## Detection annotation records
··········
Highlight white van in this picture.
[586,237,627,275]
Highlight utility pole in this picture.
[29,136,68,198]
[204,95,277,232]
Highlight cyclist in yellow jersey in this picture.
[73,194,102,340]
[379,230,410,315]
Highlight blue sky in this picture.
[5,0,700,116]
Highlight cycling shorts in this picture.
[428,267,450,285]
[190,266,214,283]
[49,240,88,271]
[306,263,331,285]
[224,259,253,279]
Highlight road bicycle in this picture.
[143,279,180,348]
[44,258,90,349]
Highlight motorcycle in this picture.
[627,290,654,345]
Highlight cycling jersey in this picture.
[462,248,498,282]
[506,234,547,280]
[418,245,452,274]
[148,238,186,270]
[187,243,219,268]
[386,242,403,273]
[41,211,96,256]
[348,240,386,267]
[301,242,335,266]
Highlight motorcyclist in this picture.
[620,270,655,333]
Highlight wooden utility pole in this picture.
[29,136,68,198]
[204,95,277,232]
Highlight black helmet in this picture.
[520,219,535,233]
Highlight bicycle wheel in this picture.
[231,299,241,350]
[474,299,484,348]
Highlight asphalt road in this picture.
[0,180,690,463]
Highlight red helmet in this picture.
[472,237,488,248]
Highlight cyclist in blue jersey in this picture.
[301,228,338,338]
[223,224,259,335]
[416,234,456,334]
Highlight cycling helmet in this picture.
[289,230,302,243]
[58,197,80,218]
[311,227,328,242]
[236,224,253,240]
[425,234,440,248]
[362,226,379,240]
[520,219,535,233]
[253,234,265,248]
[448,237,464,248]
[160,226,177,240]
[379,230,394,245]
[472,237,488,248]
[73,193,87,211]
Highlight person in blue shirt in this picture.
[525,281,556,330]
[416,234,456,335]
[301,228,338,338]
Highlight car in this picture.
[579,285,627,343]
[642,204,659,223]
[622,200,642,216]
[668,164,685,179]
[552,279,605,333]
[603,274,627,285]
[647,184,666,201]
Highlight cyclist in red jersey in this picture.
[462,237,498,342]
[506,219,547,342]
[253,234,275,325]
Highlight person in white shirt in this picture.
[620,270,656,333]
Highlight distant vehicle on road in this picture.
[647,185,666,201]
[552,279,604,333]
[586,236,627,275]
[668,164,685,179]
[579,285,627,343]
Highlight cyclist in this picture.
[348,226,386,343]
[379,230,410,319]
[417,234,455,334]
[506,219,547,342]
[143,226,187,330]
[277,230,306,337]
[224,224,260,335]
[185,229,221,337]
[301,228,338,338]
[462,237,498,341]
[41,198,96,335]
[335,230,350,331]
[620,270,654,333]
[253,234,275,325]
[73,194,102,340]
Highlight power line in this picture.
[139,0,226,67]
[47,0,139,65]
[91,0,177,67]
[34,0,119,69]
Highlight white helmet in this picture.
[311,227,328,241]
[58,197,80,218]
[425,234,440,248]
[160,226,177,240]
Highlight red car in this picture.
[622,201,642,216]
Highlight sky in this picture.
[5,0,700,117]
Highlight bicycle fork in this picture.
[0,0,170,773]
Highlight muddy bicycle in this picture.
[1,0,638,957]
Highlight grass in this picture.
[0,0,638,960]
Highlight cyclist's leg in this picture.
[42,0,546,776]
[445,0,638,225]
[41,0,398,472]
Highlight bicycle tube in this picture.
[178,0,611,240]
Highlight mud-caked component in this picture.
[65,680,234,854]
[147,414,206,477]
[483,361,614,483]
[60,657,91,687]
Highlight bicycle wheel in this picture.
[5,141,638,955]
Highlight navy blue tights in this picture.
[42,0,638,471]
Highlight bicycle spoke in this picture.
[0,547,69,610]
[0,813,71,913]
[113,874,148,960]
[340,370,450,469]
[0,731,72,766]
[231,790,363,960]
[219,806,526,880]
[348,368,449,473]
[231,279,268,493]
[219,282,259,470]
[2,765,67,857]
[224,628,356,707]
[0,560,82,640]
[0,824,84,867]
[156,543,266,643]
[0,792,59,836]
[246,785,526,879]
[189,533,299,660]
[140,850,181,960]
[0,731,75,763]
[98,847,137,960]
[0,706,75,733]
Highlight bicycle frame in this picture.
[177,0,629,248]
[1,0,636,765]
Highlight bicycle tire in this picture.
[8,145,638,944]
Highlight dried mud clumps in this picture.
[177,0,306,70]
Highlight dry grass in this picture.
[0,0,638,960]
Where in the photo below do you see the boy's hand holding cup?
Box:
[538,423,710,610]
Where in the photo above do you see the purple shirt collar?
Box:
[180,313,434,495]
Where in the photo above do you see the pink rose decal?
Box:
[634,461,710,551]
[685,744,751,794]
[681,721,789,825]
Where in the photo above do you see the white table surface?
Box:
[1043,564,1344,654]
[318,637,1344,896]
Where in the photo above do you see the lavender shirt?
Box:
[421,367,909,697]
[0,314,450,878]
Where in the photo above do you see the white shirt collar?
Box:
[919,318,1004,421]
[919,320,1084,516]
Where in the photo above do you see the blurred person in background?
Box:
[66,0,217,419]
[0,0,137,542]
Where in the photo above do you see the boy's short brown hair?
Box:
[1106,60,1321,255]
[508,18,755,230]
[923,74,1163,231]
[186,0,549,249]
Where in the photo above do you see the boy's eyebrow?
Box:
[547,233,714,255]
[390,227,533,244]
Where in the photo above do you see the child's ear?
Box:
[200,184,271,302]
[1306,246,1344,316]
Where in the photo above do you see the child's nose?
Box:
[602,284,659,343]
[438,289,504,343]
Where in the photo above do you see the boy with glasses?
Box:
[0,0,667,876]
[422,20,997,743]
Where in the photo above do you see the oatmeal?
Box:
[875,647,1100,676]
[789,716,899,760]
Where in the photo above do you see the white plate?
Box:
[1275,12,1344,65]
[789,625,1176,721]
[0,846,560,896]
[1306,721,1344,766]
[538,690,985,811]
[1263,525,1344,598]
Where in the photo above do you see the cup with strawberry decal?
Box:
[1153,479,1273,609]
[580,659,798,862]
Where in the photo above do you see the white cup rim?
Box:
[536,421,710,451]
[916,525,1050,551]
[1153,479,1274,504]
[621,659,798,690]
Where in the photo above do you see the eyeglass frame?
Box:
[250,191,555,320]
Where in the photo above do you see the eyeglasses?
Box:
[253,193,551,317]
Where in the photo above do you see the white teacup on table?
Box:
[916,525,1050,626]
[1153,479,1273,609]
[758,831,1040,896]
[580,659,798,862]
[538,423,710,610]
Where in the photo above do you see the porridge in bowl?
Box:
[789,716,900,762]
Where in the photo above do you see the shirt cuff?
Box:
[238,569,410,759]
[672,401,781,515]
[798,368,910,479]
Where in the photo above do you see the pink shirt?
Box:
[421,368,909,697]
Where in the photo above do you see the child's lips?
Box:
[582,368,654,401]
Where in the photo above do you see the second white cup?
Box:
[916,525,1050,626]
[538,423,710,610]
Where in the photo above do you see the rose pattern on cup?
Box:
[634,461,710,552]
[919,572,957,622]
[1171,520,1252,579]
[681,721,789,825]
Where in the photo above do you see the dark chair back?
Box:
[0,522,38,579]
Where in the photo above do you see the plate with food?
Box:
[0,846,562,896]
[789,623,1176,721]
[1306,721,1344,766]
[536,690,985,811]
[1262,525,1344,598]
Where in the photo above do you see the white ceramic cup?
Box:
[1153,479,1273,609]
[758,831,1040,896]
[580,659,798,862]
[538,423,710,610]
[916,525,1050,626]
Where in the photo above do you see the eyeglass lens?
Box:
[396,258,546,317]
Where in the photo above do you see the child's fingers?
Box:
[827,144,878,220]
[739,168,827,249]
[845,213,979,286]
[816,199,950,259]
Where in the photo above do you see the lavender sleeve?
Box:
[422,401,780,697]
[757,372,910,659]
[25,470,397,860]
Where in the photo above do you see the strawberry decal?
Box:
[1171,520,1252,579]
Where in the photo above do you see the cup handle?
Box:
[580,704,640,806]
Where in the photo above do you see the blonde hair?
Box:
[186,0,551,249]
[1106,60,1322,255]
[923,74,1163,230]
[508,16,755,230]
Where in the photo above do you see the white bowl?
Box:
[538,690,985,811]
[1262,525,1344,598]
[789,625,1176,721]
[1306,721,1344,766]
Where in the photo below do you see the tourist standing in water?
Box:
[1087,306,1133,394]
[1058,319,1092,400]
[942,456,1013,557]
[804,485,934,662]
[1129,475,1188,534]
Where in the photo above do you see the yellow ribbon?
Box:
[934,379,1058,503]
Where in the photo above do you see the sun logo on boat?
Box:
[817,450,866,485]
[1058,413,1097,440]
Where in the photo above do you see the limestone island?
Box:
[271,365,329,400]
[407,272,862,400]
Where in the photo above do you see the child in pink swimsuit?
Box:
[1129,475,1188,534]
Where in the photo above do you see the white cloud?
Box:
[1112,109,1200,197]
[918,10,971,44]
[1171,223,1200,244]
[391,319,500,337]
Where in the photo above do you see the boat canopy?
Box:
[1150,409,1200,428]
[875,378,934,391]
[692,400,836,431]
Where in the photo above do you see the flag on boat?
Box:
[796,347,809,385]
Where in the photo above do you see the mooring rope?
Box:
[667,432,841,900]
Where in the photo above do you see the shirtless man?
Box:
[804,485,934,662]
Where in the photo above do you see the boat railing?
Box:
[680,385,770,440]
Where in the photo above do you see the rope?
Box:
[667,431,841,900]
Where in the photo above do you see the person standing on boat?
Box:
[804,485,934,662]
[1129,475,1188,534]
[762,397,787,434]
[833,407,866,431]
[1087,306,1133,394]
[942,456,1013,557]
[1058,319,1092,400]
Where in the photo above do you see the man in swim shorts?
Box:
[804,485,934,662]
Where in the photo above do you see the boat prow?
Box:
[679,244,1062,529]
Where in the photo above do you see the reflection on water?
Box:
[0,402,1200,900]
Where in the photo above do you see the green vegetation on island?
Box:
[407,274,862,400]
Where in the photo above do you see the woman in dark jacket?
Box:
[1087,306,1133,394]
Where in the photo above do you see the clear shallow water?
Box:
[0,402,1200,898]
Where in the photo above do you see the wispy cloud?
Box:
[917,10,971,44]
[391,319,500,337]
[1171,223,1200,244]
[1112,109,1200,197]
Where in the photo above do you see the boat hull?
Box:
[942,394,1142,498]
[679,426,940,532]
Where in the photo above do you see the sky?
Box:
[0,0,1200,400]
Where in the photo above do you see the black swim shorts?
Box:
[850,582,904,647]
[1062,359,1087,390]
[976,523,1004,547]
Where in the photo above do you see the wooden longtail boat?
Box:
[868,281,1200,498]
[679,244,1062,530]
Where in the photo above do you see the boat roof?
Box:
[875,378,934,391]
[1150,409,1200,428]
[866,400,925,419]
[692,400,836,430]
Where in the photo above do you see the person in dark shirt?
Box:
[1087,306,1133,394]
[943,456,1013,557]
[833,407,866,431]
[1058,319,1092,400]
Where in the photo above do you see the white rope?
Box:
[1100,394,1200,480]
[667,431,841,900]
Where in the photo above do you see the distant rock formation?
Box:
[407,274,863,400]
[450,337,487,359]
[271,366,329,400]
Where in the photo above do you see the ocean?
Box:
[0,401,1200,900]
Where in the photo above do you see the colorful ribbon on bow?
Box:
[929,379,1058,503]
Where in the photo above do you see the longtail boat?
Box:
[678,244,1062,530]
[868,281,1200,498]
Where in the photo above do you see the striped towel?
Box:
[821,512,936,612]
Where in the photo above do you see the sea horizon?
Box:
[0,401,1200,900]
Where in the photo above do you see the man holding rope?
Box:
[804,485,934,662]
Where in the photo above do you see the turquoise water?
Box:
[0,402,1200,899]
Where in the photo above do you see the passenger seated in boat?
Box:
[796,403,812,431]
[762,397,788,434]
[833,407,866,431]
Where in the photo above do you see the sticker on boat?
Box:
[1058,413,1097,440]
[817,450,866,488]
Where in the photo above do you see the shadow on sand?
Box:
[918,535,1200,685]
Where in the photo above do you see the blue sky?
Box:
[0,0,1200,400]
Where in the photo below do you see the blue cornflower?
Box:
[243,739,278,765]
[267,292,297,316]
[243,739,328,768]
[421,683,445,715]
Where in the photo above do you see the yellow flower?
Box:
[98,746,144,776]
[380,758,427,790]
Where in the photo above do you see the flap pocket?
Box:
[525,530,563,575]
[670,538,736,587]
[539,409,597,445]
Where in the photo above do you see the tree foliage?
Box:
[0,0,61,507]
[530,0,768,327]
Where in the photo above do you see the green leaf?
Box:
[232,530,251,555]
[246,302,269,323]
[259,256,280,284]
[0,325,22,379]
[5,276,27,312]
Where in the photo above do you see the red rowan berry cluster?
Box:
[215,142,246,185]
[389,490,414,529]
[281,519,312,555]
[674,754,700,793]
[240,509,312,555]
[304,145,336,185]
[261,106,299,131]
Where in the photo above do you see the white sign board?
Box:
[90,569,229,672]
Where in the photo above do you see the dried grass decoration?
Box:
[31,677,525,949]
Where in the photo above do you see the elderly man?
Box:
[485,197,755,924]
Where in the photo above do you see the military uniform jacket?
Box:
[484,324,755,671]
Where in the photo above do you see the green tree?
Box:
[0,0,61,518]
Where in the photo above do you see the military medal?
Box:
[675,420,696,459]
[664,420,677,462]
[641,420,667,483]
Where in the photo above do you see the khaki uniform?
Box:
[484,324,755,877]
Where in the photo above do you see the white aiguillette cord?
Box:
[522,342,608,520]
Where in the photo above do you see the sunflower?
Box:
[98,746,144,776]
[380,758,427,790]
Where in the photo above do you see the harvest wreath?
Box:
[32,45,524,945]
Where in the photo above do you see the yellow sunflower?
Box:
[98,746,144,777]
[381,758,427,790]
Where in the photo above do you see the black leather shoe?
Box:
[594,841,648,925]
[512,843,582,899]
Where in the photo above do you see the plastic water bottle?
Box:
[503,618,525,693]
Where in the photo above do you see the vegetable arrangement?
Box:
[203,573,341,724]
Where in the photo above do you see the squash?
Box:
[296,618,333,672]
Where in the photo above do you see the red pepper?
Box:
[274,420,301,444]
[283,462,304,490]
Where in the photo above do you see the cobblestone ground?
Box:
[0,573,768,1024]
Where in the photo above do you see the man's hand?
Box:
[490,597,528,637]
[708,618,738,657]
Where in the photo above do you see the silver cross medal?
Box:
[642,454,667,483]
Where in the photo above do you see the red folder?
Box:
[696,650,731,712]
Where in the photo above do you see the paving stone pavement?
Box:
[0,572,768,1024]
··········
## Set task
Express the lines of the data from the one containing "Where in the photo above do you see the lavender shirt?" through the one containing "[0,0,137,542]", both included, as a JSON list of strings with one string per line and blank lines omitted.

## Full answer
[
  "Where in the photo above do you see the lavender shirt?",
  "Box:",
  "[421,367,909,697]",
  "[0,314,450,878]",
  "Where in the photo above do you see the white shirt collar?",
  "Box:",
  "[919,318,1004,421]",
  "[919,320,1084,516]",
  "Where in the photo above do you see the blurred person in background?",
  "Box:",
  "[66,0,217,419]",
  "[0,0,137,542]"
]